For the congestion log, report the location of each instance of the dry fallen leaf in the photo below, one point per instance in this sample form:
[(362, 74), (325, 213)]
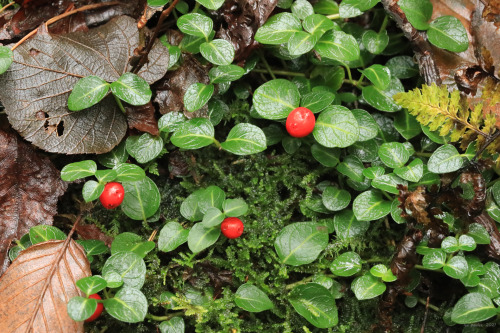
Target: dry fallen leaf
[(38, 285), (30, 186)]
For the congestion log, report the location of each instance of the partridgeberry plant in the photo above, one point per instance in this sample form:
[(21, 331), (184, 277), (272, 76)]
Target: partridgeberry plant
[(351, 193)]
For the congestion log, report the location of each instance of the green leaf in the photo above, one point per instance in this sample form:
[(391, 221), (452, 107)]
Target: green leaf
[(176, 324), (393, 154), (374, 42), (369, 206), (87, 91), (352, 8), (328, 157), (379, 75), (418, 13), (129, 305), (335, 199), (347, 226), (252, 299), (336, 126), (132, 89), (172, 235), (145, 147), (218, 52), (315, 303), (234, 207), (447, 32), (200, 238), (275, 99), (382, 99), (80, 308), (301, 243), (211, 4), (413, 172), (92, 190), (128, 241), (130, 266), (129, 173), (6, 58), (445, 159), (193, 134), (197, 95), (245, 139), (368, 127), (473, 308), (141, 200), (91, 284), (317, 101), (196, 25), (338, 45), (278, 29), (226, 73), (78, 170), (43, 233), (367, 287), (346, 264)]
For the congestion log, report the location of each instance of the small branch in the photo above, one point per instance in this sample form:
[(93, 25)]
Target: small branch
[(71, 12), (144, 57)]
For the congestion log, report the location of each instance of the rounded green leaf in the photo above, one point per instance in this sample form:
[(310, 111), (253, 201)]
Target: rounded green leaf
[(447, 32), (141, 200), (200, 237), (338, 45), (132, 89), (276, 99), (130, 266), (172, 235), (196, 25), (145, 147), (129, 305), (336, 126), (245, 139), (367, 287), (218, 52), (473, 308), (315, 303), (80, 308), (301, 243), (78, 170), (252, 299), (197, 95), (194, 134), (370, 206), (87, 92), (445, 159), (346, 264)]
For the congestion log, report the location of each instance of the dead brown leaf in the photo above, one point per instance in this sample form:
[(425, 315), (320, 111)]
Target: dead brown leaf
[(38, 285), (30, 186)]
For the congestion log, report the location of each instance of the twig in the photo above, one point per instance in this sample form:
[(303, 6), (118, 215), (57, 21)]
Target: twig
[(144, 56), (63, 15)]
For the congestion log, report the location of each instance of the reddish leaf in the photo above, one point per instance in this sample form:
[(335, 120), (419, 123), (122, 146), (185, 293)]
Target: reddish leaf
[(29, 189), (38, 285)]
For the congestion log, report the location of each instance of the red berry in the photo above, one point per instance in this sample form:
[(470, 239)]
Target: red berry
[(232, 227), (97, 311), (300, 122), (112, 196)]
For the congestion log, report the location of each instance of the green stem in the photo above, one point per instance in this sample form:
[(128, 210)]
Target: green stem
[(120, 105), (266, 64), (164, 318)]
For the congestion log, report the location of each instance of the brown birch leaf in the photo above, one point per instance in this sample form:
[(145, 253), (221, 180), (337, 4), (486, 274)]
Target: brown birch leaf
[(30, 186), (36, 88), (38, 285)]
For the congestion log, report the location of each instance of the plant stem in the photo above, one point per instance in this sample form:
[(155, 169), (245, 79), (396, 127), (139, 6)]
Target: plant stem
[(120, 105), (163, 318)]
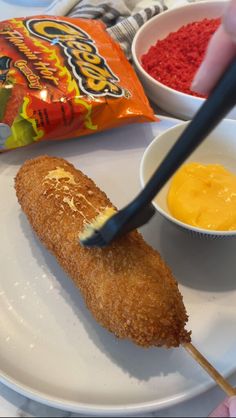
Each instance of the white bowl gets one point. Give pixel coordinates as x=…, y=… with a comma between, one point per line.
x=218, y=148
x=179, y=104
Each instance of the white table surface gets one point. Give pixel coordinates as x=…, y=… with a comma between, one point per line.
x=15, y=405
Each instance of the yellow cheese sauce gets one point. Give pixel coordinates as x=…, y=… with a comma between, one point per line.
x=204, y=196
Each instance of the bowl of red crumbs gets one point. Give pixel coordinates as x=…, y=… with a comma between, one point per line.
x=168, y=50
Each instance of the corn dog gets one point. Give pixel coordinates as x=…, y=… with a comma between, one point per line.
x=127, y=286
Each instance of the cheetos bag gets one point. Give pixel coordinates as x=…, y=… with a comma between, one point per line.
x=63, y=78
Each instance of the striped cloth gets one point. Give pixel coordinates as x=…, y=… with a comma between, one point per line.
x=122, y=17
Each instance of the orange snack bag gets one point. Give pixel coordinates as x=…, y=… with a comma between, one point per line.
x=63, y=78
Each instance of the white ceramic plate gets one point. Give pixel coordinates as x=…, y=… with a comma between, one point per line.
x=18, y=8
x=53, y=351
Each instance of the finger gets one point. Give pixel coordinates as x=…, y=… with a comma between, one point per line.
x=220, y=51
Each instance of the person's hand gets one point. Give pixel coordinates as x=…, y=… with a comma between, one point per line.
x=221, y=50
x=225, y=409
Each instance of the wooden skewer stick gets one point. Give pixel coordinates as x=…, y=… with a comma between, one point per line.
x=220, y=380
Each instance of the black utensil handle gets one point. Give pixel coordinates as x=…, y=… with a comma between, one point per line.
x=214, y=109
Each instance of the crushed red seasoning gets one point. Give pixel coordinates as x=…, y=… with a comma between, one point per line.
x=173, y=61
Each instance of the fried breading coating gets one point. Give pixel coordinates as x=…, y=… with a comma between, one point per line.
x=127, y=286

********

» **DESCRIPTION OF THE TASK**
Please repeat every record exactly, leaving the pictures out.

» **ANSWER TO THIS TASK**
For the congestion log, report the location of each instance of the dry fallen leaf in the photo below, one point per instance in this sample form:
[(362, 74), (325, 213)]
Target: dry fallen leaf
[(38, 285), (30, 186)]
For the congestion log, report the location of each instance of the partridgeberry plant in the photo above, one point per instance in this sample form:
[(21, 331), (184, 277), (272, 76)]
Target: partridgeberry plant
[(351, 193)]
For the congestion log, report the location of each instance of the green leaf in the photo above, one point per instance in this sample form:
[(391, 221), (452, 107)]
Target: green leaf
[(176, 324), (393, 154), (374, 42), (369, 206), (87, 91), (352, 8), (328, 157), (379, 75), (418, 13), (129, 305), (335, 199), (347, 226), (252, 299), (336, 126), (132, 89), (172, 235), (145, 147), (218, 52), (315, 303), (234, 207), (447, 32), (200, 238), (275, 99), (382, 99), (80, 308), (301, 243), (211, 4), (413, 172), (92, 190), (128, 241), (130, 266), (129, 173), (6, 58), (445, 159), (193, 134), (197, 95), (245, 139), (368, 127), (473, 308), (141, 200), (91, 284), (317, 101), (196, 25), (338, 45), (278, 29), (226, 73), (78, 170), (43, 233), (367, 287), (346, 264)]
For the congestion log, report the location of each instance of the small branch in the photo above, one point per instance in this sample form:
[(93, 25)]
Target: small branch
[(71, 12), (144, 57)]
For the congestion log, report the location of each instance of the rounded green leaf in the photo above, one point per instance in this sample form:
[(310, 111), (253, 201)]
Target: rounded green leaf
[(447, 32), (141, 200), (200, 237), (338, 45), (132, 89), (276, 99), (130, 266), (172, 235), (196, 25), (145, 147), (129, 305), (336, 126), (245, 139), (367, 287), (218, 52), (473, 308), (315, 303), (80, 308), (301, 243), (78, 170), (252, 299), (197, 95), (194, 134), (370, 206), (87, 92), (445, 159), (346, 264)]
For the congestion log, report the location of each instance of the dead brown leaf in the photo above, one point per instance in this sample form:
[(425, 315), (320, 111)]
Target: dead brown leaf
[(38, 285), (30, 186)]
For the congestion log, report the location of each instance of the twig in the photo above, one point per instance in this sample form:
[(303, 6), (118, 215), (57, 21)]
Target: twig
[(144, 56), (63, 15)]
For the congestion log, report the location of each instance of the reddish leaf in the photo above, one point per instance in this sample form:
[(335, 120), (419, 123), (122, 146), (185, 293)]
Target: reddish leaf
[(29, 189), (38, 285)]
For the congestion log, report the location of each instance of the red berry in the photo above, one point per instance in this sample form:
[(470, 239)]
Target: red berry
[(232, 227), (97, 311), (300, 122), (112, 196)]
For the congestion log, report the location of each instance of the green stem in the photo above, one point per instance in this sample form:
[(128, 210)]
Target: green stem
[(120, 105), (266, 64), (164, 318)]
For the congestion log, report the location of each instance of the brown birch leaf in the photo above, one point per instance in this sample form:
[(145, 253), (221, 180), (337, 4), (486, 274)]
Target: brown birch leaf
[(30, 186), (36, 88), (38, 285)]
For the congestion log, report the location of each instance of the plant stem in the photo above, one point per instance in this sample form:
[(155, 169), (245, 79), (396, 127), (139, 6)]
Target: plant stem
[(120, 105), (163, 318)]
Each instance of the white bowl gets one point. Give pixel coordinates as x=…, y=… with a comma between, one point per line.
x=218, y=148
x=179, y=104
Each instance of the white table surface gets one point. Give pixel coordinates as x=…, y=… with a comma between, one point per line.
x=15, y=405
Each instance of the yellow cheese sauce gets one point. Give pixel coordinates as x=…, y=… with a comma between, one point per line.
x=204, y=196
Each instance of the bowl of red crumbs gets one point. Give pixel coordinates as x=…, y=… with a comma between, one point per line.
x=168, y=50
Each instance of the corn dog gets one point. Give pixel coordinates as x=…, y=… with a comma between, one point per line.
x=127, y=286
Each instance of the cheetos bag gets one point. Give pixel coordinates as x=…, y=… with a comma between, one point per line.
x=63, y=78
Each instance of the striped cloth gets one point. Give pixel coordinates as x=…, y=… with a comma between, one point per line.
x=122, y=17
Each instance of the orange snack bag gets one point. Give pixel coordinates as x=…, y=… with a comma between, one point per line.
x=63, y=78
Each instance of the white ceramic plate gets one point. Give pixel coordinates as x=…, y=… with a comma between, one point per line.
x=18, y=8
x=53, y=351
Each instance of the finger gets one point. Give pixel coordinates as x=…, y=… with a comma between, one point per line.
x=220, y=51
Each instance of the person's hand gets one point. Give pixel coordinates as x=…, y=… with a comma between, one point per line.
x=221, y=50
x=225, y=409
Each instance of the wooden skewer stick gets one point. Give pixel coordinates as x=…, y=… with a comma between, one point per line.
x=220, y=380
Each instance of the black utensil handle gets one point. Give pixel coordinates as x=…, y=… with a comma between, one point per line.
x=214, y=109
Each instance of the crushed red seasoning gets one point. Give pixel coordinates as x=…, y=… with a comma between, one point per line.
x=173, y=61
Each instance of the fried breading coating gets one point. Give pixel coordinates as x=…, y=… with a comma between, one point per line.
x=127, y=286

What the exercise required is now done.